Required work:
Pick up the Tenth Circuit order and judgment in the Tollefsen bankruptcy appeal after its last sentence and carry it on.

FILED
United States Court of Appeals
Tenth Circuit
March 2, 2009
UNITED STATES COURT OF APPEALS Elisabeth A. Shumaker
Clerk of Court
FOR THE TENTH CIRCUIT
In re:
CHARLES DAVID TOLLEFSEN,
a/k/a Chuck Tollefsen,
Debtor.
No. 08-5059
(BAP No. NO-07-057)
CHARLES DAVID TOLLEFSEN, (BAP)
Appellant,
v.
US BANK NATIONAL
ASSOCIATION; STEPHANIE
JOHNSON,
Appellees.
ORDER AND JUDGMENT *
Before McCONNELL, McKAY, and GORSUCH, Circuit Judges.
*
After examining the briefs and appellate record, this panel has determined
unanimously that oral argument would not materially assist the determination of
this appeal. See Fed. R. App. P. 34(a)(2); 10th Cir. R. 34.1(G). The case is
therefore ordered submitted without oral argument. This order and judgment is
not binding precedent, except under the doctrines of law of the case, res judicata,
and collateral estoppel. It may be cited, however, for its persuasive value
consistent with Fed. R. App. P. 32.1 and 10th Cir. R. 32.1.

Records shown:
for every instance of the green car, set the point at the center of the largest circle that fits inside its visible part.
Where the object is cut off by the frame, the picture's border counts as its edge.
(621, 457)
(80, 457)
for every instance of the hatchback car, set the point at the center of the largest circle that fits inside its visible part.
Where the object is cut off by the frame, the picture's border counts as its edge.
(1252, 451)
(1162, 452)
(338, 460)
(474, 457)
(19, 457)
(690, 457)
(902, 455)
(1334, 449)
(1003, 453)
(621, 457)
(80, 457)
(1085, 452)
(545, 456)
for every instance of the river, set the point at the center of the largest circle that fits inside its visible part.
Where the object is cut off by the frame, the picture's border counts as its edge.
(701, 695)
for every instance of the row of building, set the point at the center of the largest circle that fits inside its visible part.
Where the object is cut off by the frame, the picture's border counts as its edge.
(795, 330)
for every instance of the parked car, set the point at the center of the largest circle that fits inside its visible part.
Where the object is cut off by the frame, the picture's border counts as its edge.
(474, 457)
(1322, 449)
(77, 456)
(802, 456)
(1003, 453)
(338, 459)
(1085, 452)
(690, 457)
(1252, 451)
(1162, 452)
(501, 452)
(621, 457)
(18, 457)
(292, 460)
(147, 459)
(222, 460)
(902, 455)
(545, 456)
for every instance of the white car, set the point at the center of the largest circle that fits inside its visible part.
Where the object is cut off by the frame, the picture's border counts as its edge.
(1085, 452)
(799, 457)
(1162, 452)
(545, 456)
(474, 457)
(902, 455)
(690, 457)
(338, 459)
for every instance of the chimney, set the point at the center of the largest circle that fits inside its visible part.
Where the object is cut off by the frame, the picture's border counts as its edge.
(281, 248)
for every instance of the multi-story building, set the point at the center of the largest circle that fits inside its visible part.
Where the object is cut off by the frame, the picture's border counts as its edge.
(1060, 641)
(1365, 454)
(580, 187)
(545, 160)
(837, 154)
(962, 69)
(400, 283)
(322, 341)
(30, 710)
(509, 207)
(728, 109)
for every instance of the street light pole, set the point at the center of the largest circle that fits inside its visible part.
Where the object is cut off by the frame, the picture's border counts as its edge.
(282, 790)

Output of the exercise:
Charles David Tollefsen, proceeding pro se, appeals a decision of the Tenth
Circuit Bankruptcy Appellate Panel (“BAP”). We affirm.
Mr. Tollefsen filed the Chapter 13 bankruptcy case underlying this appeal
on February 20, 2007, listing as a creditor U.S. Bank, which holds the mortgage
to his home. U.S. Bank promptly moved to dismiss the case, arguing it was not
filed in good faith. After an evidentiary hearing, on May 4, 2007, the bankruptcy
court issued an oral ruling agreeing with the bank’s argument, concluding that
Mr. Tollefsen’s plan was not confirmable, and dismissing the case.
Mr. Tollefsen appealed the decision to the BAP. He argued that the
bankruptcy court should not have rendered a decision concerning the
confirmability of his plan without accurate proofs of claim. And, he argued, the
creditors had yet to provide the materials. Although Mr. Tollefsen submitted an
appendix with his appeal, it did not include the transcript of the district court’s
oral ruling or copies of the allegedly defective proofs of claim. Without these
materials, the BAP concluded, it had “no way to review whether the bankruptcy
court abused its discretion.” R. Doc. 5 at 4. Citing Mr. Tollefsen’s failure to
provide an adequate record, the BAP summarily affirmed the bankruptcy court’s
decision.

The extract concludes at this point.